*DIRECTIVE 1:* Copy the records line for line, beginning at their first line and stopping after the line that contains "(0, 0), (41, 199)".

*PASSAGE:*
● ● ● ● ●

The ASEAN Banking Integration Framework (ABIF) aims to achieve a free flow of financial services within the ASEAN regional banking market by 2020. Under the ABIF, member countries have adopted the scheme of Qualified ASEAN Banks (QABs), in which a bank qualified in one jurisdiction will receive equal treatment in the others. To recognise the different levels of readiness among members, the ABIF process specifies two stages: a multilateral stage and a bilateral one. The multilateral stage will establish ASEAN-wide guidelines, while the bilateral stage will involve negotiations between countries on the admission of QABs. The framework will be implemented at two speeds: first among the five larger ASEAN economies, and later including the others.

The larger ASEAN economies are moving forward in negotiating bilateral agreements. On 31 December 2014, Bank Indonesia, the Financial Services Authority of Indonesia and the Central Bank of Malaysia signed a bilateral agreement that outlined the measures the two countries would implement under the ABIF, set out the definition of QABs and identified the market access and operational flexibilities that QABs would enjoy. As bilateral negotiations proceed among ASEAN governments, the negotiations have become catalysts for enhancing bank supervision and regulation in individual member jurisdictions in anticipation of an increasingly integrated banking system in the region.

Some lessons from banking integration in Europe

In many respects, the ASEAN members are following in Europe's footsteps. The member countries of the European Economic Area (EEA), consisting of the EU countries plus Iceland, Liechtenstein and Norway, agreed to mutual recognition of their supervisory frameworks in May 1992, and implemented in 1993 the "single passport" for banks, which ASEAN's QABs scheme resembles closely. The single passport fostered banking integration in Europe, although this proceeded only gradually.

● ● ● ● ●

*INFORMATION SUPPLIED:*

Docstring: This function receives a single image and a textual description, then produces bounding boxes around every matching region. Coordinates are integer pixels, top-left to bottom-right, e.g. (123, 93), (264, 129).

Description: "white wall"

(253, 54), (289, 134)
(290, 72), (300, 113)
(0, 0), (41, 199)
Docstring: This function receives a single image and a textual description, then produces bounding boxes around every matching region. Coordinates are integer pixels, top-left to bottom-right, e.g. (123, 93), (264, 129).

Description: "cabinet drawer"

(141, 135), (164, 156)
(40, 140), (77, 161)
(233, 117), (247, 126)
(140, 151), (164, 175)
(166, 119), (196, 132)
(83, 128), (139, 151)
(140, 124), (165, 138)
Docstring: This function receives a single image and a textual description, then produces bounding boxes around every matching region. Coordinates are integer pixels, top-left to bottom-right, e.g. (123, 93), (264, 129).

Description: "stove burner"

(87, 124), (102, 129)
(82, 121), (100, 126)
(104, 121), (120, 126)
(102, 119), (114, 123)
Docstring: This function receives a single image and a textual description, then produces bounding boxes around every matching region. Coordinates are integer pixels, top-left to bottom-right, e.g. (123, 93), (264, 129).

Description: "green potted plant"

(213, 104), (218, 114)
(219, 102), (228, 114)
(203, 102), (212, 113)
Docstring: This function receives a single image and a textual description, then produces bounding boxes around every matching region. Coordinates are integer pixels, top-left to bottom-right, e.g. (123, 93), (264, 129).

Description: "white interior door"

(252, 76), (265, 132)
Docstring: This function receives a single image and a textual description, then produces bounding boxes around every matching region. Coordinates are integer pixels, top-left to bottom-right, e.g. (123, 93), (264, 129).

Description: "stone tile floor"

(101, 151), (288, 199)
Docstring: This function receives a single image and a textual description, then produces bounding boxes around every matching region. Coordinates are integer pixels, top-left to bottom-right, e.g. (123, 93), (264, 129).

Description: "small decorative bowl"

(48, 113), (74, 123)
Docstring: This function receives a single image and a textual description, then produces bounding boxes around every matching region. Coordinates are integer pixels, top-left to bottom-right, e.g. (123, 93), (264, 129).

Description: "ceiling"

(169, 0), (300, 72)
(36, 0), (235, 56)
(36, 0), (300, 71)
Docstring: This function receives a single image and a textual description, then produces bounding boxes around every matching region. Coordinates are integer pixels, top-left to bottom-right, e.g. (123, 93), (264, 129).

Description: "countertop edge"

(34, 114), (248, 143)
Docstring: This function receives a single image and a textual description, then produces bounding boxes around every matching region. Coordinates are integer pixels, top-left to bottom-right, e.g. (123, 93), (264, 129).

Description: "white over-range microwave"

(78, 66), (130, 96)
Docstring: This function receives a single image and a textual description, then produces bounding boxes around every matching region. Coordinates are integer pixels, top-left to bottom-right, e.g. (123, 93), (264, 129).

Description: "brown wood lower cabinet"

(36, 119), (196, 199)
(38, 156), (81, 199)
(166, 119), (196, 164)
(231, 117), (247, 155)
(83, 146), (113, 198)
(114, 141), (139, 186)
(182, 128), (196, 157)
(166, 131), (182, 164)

● ● ● ● ●

*DIRECTIVE 2:* According to the passage on ASEAN banking integration, on what date did Indonesia and Malaysia sign their bilateral agreement under the ABIF?

*RIGHT ANSWER 1:*
Docstring: This function receives a single image and a textual description, then produces bounding boxes around every matching region. Coordinates are integer pixels, top-left to bottom-right, e.g. (123, 93), (264, 129).

Description: "white wall"

(253, 54), (289, 134)
(290, 72), (300, 113)
(0, 0), (41, 199)

*RIGHT ANSWER 2:* 31 December 2014